→ **Stored records**
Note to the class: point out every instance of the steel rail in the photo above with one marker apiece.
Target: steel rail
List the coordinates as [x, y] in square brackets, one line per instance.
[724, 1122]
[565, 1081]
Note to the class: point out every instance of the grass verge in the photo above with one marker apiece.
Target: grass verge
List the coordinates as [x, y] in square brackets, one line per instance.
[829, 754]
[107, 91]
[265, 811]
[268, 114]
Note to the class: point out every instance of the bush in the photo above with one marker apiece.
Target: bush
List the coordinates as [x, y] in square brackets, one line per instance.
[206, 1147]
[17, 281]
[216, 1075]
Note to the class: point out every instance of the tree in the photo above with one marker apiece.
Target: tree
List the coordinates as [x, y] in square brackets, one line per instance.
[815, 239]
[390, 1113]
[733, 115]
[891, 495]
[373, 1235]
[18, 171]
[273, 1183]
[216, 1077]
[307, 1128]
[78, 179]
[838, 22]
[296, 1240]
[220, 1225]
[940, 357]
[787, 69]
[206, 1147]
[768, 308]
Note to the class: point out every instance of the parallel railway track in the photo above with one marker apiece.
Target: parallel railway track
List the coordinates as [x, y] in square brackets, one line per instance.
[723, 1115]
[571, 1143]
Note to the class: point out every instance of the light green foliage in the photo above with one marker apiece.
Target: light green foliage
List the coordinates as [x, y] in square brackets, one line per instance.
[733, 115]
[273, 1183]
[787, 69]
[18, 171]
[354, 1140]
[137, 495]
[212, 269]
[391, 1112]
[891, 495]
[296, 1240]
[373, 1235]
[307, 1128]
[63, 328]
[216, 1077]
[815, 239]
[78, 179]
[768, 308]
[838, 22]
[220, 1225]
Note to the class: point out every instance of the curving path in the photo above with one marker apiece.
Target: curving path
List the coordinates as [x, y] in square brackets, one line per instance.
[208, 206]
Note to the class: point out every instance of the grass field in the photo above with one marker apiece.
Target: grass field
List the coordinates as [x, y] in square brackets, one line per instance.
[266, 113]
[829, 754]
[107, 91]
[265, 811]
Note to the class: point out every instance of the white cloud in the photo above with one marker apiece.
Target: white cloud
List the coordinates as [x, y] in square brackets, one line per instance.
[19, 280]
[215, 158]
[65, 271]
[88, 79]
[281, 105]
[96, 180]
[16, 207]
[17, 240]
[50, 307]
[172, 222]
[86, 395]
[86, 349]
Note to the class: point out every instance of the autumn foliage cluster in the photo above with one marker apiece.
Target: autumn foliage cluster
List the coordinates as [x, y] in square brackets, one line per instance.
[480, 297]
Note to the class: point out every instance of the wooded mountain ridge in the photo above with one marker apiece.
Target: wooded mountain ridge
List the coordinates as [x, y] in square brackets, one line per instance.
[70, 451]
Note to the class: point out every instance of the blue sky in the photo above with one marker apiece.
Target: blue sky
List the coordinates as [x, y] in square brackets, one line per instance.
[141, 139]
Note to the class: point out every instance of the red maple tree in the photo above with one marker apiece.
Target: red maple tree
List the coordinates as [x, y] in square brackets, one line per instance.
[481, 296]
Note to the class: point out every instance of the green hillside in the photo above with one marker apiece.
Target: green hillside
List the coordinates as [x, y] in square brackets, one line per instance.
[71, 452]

→ **WHAT IS EXPECTED**
Beginning at the line containing "Note to the class: point out every instance of the blue", repeat each line exactly through the last line of the entries, and include no other lines.

→ **SOLUTION TO THE EXERCISE**
Note to the class: point out every instance of the blue sky in the photo above with one marker apiece.
Target: blue sky
List the coordinates as [x, y] in square brackets, one line per instance.
[141, 139]
Note to the class: point out every instance of the red maple tree in the photo above with one marker apiece.
Target: red maple tree
List the coordinates as [x, y] in square brackets, one line per instance.
[481, 296]
Note to the class: point out every instance of the green hillside in the photo above with one marker apiece.
Target: green hillside
List the coordinates as [x, y] in square brackets, one line per instance.
[71, 452]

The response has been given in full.